### RECORDS TO PROCESS

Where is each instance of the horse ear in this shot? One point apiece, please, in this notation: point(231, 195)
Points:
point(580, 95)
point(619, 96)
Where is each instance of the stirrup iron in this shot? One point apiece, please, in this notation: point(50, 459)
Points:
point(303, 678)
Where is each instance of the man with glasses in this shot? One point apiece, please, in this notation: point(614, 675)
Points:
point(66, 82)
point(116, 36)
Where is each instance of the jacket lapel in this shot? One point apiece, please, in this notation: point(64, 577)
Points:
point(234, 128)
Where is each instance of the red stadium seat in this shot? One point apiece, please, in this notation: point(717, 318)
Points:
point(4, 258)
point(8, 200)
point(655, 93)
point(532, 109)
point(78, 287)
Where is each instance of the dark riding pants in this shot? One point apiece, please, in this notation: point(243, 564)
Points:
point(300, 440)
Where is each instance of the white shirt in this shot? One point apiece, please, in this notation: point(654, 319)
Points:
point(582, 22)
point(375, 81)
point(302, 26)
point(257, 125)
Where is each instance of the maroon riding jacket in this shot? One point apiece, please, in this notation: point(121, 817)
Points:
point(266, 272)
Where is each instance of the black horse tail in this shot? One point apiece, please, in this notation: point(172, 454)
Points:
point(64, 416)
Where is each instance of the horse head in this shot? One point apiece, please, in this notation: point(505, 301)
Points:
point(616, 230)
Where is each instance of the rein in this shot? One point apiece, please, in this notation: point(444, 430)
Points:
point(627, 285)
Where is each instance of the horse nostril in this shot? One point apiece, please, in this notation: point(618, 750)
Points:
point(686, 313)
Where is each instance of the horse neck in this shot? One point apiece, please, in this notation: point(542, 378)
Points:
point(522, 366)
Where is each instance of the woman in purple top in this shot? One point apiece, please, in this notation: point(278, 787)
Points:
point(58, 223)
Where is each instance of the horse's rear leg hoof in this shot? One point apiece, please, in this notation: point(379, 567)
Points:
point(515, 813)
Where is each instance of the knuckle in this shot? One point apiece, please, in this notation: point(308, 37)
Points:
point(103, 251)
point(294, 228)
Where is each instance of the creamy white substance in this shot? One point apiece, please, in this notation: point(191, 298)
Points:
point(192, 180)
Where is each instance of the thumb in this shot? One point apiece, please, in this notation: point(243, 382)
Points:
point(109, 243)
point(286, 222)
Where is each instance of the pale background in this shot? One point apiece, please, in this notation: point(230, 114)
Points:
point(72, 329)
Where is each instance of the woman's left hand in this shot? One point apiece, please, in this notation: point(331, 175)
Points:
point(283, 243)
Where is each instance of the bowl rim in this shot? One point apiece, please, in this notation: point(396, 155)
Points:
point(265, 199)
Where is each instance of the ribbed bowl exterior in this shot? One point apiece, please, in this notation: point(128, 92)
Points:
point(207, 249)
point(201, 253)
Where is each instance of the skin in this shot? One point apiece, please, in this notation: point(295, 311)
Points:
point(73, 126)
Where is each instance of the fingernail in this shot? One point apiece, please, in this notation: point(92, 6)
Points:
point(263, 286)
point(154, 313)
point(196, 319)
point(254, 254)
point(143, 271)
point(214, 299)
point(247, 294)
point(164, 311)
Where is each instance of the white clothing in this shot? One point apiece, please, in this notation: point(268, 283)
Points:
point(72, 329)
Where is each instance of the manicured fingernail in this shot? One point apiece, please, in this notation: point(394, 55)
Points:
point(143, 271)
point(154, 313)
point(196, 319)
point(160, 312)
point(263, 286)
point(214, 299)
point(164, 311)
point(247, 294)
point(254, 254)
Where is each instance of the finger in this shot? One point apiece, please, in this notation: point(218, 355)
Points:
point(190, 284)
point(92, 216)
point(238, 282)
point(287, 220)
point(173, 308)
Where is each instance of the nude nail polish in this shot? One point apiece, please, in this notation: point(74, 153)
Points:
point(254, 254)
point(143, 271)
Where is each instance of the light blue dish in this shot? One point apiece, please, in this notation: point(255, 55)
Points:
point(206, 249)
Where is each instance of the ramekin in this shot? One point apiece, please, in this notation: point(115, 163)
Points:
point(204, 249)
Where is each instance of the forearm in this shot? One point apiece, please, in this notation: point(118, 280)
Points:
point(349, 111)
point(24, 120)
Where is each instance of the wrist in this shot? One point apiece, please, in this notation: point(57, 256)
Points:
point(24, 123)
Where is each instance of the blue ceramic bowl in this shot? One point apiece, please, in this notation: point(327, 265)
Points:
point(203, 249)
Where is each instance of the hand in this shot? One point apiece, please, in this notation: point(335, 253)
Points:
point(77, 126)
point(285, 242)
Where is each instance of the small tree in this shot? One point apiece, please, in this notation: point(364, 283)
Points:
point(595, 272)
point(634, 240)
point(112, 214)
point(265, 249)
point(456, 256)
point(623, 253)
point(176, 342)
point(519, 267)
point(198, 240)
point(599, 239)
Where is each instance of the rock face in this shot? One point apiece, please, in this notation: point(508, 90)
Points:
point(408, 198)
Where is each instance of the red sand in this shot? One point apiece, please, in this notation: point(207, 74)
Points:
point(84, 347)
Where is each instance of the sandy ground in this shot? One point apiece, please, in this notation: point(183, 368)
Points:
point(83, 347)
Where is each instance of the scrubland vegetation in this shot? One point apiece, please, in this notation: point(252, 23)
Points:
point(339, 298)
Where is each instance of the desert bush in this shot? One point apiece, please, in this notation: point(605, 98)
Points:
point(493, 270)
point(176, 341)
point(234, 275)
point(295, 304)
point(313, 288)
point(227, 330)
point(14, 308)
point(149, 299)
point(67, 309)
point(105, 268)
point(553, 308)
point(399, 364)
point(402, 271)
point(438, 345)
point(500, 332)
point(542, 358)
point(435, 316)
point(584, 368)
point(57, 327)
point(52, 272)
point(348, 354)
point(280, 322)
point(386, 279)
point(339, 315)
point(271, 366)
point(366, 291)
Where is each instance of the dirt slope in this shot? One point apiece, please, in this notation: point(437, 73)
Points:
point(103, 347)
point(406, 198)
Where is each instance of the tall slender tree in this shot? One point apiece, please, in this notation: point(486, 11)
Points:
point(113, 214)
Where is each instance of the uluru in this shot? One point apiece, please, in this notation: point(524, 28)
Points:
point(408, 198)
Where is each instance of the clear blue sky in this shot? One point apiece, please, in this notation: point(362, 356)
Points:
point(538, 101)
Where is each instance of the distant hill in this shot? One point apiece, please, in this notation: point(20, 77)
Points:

######

GOAL
Copy the records above, from the first line through the line containing "point(257, 125)", including the requests. Increase every coordinate in the answer points by 14 and leave the requests as they are.

EXERCISE SOLUTION
Where is each instance of the horse ear in this shot? One point apiece, please, in this notation: point(231, 195)
Points:
point(594, 109)
point(633, 110)
Where is each instance of the stirrup iron in this shot? One point apiece, please, in this notation: point(50, 459)
Points:
point(317, 692)
Where is each instance of the man with glasses in this shot? One point apiece, please, in this notation: point(614, 675)
Points:
point(80, 96)
point(130, 50)
Where is each instance of the jacket lapel in this shot? One point apiece, please, in this notation: point(64, 577)
Points:
point(248, 142)
Where is each instance of the red stadium seat in this shot? One point apiece, please, in this notation: point(717, 318)
Points:
point(18, 272)
point(22, 214)
point(669, 107)
point(546, 123)
point(92, 301)
Where is each instance of the dark riding pants in this shot? One point apiece, please, in this notation: point(243, 564)
Points:
point(314, 454)
Where is each instance of the white shirt in this shot? One point apiece, please, in this notation: point(654, 319)
Points:
point(596, 36)
point(389, 95)
point(316, 40)
point(271, 139)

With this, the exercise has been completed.